Task material:
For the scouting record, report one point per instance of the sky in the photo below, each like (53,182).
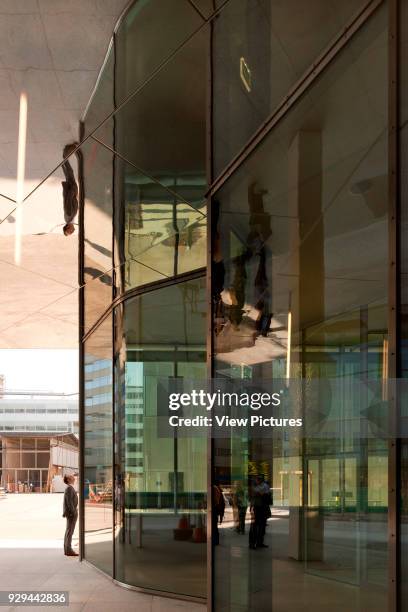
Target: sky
...
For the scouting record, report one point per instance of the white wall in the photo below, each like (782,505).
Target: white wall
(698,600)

Short exercise:
Change "scouting record" to "field survey" in the rows starting at the line containing "each like (53,182)." and ending at the line containing "Target: sky", and write out those lines with nothing else altered. Leave the pictures out of your answer.

Exercise response:
For the field survey, report one point per instance of the sky in the photo below, each like (53,182).
Target: sky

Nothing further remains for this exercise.